## [Selected excerpt]
# # #

The program outputs notifications while training, and describes the game state and AI moves while playing the game against the user.

$ python play.py
Playing training game 1
Playing training game 2
Playing training game 3
...
Playing training game 9999
Playing training game 10000
Done training

Piles:
Pile 0: 1
Pile 1: 3
Pile 2: 5
Pile 3: 7

AI's Turn
AI chose to take 1 from pile 2.

Project 5 - Neural Networks

Sixth week of the course covers: Artificial Neural Networks, Activation Functions, Gradient Descent, Backpropagation, Overfitting, TensorFlow, Image Convolution, Convolutional Neural Networks, Recurrent Neural Networks.

The assignment is a deep convolutional image classification neural network that identifies traffic signs in an image. In addition to code, extensive analysis of the optimal setup for the neural network was carried out.

Input data

The program accepts German Traffic Sign Recognition Benchmark (GTSRB) dataset of images of 43 traffic signs.

Implementation

The program uses tensorflow library with keras API. The solution is a convolutional neural network setup and an algorithm for loading the input data into the array for training and evaluation. The neural network is trained for 10 epochs before validating the model.

Output data

The program outputs accuracy and loss metrics for all training epochs and the validation set.

# # #

## [Provided information]
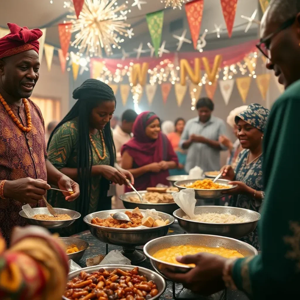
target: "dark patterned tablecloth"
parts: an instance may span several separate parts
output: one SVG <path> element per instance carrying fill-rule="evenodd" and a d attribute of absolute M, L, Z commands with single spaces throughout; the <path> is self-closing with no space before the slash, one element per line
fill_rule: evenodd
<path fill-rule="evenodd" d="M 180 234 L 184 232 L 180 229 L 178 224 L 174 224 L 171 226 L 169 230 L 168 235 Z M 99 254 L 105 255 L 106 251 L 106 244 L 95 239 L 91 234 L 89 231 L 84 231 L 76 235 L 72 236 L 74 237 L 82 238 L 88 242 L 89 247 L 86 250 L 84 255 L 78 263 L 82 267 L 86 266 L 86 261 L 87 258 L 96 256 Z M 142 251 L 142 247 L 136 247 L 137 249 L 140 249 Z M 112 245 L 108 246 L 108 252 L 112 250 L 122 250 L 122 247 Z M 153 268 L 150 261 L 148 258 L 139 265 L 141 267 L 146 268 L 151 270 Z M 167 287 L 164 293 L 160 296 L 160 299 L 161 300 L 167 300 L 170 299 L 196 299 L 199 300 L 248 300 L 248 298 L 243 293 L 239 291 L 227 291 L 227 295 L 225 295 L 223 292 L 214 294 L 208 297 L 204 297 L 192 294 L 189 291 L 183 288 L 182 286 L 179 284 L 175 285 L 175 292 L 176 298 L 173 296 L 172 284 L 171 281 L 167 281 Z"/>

# # #

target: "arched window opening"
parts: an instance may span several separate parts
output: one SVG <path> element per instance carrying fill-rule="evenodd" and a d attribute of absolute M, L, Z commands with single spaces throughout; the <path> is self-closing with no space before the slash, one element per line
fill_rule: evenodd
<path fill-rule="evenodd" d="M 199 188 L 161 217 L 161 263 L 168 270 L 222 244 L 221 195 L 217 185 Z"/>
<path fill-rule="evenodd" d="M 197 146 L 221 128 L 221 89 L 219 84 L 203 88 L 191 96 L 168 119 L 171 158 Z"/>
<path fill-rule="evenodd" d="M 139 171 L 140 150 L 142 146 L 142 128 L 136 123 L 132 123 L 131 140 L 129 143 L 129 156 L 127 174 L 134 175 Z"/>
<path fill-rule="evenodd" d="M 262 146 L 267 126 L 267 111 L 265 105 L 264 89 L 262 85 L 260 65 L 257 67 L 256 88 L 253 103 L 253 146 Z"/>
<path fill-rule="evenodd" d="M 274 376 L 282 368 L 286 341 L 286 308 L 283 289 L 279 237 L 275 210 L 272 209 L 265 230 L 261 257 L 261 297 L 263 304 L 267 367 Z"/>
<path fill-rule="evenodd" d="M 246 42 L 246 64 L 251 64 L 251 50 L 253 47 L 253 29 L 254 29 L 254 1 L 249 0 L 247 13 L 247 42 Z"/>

# # #

## [Work request 1]
In the course project write-up above the rows, the sample game output shows the pile counts. List each pile and the number it holds.
## [Work request 2]
Answer these from the course project write-up that precedes the rows:
(a) How many traffic signs does the GTSRB dataset cover?
(b) For how many epochs is the neural network trained before the model is validated?
(c) What move did the AI choose on its turn in the sample game?
## [Work request 3]
Pick up the course project write-up (the text before the rows) after its final sentence and write the next part.

## [Exercise response 1]
Pile 0: 1
Pile 1: 3
Pile 2: 5
Pile 3: 7

## [Exercise response 2]
(a) 43
(b) 10
(c) It took 1 from pile 2.

## [Exercise response 3]
$ python traffic.py gtsrb
Epoch 1/10
500/500 [==============================] - 5s 9ms/step - loss: 3.7139 - accuracy: 0.1545
Epoch 2/10
500/500 [==============================] - 6s 11ms/step - loss: 2.0086 - accuracy: 0.4082
Epoch 3/10
500/500 [==============================] - 6s 12ms/step - loss: 1.3055 - accuracy: 0.5917
Epoch 4/10
500/500 [==============================] - 5s 11ms/step - loss: 0.9181 - accuracy: 0.7171
Epoch 5/10
500/500 [==============================] - 7s 13ms/step - loss: 0.6560 - accuracy: 0.7974
Epoch 6/10
500/500 [==============================] - 9s 18ms/step - loss: 0.5078 - accuracy: 0.8470
Epoch 7/10
500/500 [==============================] - 9s 18ms/step - loss: 0.4216 - accuracy: 0.8754
Epoch 8/10
500/500 [==============================] - 10s 20ms/step - loss: 0.3526 - accuracy: 0.8946
Epoch 9/10
500/500 [==============================] - 10s 21ms/step - loss: 0.3016 - accuracy: 0.9086
Epoch 10/10
500/500 [==============================] - 10s 20ms/step - loss: 0.2497 - accuracy: 0.9256
333/333 - 5s - loss: 0.1616 - accuracy: 0.9535

Project 6 - Language

Seventh week of the course covers: Syntax, Semantics, Context-Free Grammar, nltk, n-grams, Bag-of-Words Model, Naive Bayes, Word Representation, word2vec, Attention and Transformers.

The assignment is a program that parses sentences, determines their structure and extracts noun phrases.

Input data

The program accepts user input of sentences that consists of the words familiar to the model.

Implementation

The program uses ntlk library for natural language processing. The solution is a set of rules for parsing sentence semantic structure.

Output data

The program outputs a representation of the structure of the sentence.

$ python parser.py
Sentence: Holmes sat.
     S
_____|___
NP        VP
|         |
N         V
|         |
holmes     sat

Noun Phrase Chunks
holmes

The assignment is a natural language tokeniser that predicts a hidden word in a sentence, given the surrounding words. In addition to code, analysis of the attention heads was carried out.

Input data

The program accepts user input of a sentence with one masked word.

Implementation

The program uses transformers library with BERT langugage model. The solution is functionality for visualising the attention layers in the language model.

Output data

The program outputs theree most probable full sentences.

$ python mask.py
Text: We turned down a narrow lane and passed through a small [MASK].
We turned down a narrow lane and passed through a small field.
We turned down a narrow lane and passed through a small clearing.
We turned down a narrow lane and passed through a small park.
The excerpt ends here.